* [REQUEST]:
Update the lines from the one that contains "white column, one" through the end of the data, replacing "white column" with "marble column" and leaving all else unchanged.

Collected data
▶

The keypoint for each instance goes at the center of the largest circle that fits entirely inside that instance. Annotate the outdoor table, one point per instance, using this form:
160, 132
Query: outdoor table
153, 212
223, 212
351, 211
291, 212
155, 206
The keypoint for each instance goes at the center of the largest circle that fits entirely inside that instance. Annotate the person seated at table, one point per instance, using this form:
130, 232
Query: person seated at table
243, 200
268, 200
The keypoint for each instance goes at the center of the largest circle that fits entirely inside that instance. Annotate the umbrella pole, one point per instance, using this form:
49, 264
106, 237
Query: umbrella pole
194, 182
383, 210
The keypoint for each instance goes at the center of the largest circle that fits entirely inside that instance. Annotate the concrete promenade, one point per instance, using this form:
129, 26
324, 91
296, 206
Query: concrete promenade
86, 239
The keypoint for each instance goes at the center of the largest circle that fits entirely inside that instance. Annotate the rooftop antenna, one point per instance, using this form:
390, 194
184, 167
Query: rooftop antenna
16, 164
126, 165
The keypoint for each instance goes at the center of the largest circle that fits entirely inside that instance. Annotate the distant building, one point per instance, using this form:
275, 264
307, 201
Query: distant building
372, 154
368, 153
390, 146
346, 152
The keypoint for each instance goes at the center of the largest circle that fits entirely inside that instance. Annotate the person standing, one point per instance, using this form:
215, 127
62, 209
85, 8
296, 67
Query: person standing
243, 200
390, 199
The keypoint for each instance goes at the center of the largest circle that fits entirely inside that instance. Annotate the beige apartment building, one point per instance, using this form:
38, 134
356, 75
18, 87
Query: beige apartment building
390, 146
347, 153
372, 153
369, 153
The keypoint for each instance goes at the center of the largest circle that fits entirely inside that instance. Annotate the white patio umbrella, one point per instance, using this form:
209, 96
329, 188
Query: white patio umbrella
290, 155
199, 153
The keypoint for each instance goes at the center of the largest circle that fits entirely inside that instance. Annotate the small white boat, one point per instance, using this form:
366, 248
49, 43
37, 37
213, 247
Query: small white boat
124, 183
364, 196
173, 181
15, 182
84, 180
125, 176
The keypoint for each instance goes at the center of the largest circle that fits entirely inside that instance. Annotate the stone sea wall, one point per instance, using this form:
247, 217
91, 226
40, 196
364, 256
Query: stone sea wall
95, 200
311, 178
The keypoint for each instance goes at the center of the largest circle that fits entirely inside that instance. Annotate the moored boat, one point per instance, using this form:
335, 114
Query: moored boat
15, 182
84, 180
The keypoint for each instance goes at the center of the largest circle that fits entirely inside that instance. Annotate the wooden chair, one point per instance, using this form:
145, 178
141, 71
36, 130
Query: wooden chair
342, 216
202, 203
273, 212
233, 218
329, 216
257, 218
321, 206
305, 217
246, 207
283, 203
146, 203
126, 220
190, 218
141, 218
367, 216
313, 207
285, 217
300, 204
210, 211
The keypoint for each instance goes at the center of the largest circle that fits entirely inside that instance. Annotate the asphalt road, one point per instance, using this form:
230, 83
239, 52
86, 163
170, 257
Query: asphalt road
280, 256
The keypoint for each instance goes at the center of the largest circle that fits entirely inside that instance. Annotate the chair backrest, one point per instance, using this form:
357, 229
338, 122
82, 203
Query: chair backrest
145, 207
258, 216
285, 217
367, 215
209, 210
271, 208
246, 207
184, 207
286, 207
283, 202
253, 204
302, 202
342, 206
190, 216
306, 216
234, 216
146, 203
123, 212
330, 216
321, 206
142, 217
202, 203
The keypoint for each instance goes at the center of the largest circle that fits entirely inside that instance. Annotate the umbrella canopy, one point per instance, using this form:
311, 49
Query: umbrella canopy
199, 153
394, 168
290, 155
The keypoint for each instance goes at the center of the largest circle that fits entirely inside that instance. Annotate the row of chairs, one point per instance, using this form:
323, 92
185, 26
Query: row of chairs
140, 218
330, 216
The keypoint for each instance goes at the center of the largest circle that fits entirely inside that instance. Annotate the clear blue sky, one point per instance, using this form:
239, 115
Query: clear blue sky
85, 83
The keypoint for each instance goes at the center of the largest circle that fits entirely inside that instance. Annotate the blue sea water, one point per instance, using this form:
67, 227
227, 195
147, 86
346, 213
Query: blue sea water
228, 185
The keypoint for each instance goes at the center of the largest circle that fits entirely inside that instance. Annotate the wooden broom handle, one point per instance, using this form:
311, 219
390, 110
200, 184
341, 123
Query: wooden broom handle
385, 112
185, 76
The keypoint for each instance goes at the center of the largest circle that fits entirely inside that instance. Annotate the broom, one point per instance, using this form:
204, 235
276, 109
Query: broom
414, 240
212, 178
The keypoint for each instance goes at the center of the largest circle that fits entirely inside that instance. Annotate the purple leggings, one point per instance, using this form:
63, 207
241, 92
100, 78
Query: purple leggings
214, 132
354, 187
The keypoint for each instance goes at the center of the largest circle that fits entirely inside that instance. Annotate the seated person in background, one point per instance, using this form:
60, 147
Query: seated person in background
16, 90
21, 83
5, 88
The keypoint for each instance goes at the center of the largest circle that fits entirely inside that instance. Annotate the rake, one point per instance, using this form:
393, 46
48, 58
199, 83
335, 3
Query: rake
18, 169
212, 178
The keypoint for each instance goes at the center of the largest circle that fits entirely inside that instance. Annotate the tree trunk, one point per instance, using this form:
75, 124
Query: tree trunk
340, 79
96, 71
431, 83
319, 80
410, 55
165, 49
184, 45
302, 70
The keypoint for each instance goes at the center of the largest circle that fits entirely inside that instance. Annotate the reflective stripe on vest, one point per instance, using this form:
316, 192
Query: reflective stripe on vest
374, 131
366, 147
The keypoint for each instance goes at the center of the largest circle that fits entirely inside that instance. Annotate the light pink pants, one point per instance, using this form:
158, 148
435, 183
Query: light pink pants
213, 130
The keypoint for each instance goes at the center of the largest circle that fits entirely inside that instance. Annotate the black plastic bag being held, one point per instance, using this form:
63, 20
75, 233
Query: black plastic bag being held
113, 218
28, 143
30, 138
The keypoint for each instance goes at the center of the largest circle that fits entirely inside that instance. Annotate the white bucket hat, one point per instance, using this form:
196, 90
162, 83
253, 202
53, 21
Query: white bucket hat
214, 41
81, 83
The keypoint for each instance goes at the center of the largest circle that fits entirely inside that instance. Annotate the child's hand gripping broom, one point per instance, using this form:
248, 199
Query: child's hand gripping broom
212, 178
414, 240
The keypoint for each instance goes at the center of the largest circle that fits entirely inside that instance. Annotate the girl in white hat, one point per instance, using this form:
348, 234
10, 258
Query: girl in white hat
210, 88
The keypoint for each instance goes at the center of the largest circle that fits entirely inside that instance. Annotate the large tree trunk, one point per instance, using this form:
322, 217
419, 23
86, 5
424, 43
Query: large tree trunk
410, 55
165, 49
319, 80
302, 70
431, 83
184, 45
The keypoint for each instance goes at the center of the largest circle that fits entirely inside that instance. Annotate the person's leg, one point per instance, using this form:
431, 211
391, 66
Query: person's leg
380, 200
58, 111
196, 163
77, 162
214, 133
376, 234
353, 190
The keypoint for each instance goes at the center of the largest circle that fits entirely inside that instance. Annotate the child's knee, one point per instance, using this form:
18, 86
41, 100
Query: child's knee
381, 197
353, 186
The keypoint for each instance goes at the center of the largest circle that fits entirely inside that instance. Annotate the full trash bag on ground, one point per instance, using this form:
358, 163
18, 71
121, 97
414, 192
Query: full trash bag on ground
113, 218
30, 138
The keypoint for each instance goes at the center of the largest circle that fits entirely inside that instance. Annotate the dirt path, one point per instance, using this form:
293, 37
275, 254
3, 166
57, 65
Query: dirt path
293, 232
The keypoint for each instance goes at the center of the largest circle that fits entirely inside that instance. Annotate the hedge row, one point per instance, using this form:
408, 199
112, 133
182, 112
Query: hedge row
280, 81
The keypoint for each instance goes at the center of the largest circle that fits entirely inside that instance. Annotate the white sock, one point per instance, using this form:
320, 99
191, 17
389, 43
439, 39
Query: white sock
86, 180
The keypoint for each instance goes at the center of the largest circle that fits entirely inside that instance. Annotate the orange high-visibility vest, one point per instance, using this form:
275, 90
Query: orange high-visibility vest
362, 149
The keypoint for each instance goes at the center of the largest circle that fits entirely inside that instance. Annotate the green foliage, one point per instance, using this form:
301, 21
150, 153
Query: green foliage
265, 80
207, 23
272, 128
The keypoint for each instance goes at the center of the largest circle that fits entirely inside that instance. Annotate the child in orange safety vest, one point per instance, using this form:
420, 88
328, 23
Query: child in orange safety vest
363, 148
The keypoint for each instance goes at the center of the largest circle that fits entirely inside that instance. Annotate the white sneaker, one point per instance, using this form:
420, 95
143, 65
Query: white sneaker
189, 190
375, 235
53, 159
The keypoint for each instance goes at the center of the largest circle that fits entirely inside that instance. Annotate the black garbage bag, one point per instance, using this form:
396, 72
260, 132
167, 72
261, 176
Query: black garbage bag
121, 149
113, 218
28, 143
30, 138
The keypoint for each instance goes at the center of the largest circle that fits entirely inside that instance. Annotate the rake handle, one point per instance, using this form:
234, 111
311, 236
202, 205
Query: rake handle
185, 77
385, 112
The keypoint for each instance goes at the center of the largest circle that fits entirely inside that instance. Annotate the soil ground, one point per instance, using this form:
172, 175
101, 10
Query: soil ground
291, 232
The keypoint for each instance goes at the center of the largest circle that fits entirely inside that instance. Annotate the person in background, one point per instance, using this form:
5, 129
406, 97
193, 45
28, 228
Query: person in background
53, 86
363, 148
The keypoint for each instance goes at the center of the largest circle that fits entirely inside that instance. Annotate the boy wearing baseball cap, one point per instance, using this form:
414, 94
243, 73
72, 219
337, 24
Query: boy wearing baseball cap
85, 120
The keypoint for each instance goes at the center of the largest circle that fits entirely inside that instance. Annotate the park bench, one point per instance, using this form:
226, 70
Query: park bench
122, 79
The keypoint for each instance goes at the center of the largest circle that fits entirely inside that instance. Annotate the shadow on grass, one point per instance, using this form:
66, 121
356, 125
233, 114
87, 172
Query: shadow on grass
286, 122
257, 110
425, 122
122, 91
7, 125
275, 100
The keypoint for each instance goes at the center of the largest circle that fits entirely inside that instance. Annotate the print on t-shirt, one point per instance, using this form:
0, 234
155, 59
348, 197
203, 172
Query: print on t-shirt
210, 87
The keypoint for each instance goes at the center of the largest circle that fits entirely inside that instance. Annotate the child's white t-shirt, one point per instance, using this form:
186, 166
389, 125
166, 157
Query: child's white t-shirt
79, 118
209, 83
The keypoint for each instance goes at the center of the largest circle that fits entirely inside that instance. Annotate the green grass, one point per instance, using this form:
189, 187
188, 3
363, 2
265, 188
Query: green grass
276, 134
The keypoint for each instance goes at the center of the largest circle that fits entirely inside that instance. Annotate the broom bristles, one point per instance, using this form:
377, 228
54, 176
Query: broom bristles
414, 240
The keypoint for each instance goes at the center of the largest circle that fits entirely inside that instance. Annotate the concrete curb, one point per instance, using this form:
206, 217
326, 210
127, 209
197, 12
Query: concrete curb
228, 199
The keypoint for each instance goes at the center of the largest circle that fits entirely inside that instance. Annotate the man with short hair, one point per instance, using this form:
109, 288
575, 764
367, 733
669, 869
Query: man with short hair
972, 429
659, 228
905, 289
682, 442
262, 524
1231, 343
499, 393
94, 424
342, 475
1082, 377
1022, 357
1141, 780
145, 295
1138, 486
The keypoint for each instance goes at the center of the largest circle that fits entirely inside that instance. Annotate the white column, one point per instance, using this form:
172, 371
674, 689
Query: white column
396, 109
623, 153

◀

* [FINAL RESULT]:
The keypoint for each instance goes at the center of the largest circle that fits entirely inside that instance. Annotate the marble column, one point per instance, using this form:
172, 371
674, 689
Query: marble column
396, 109
623, 153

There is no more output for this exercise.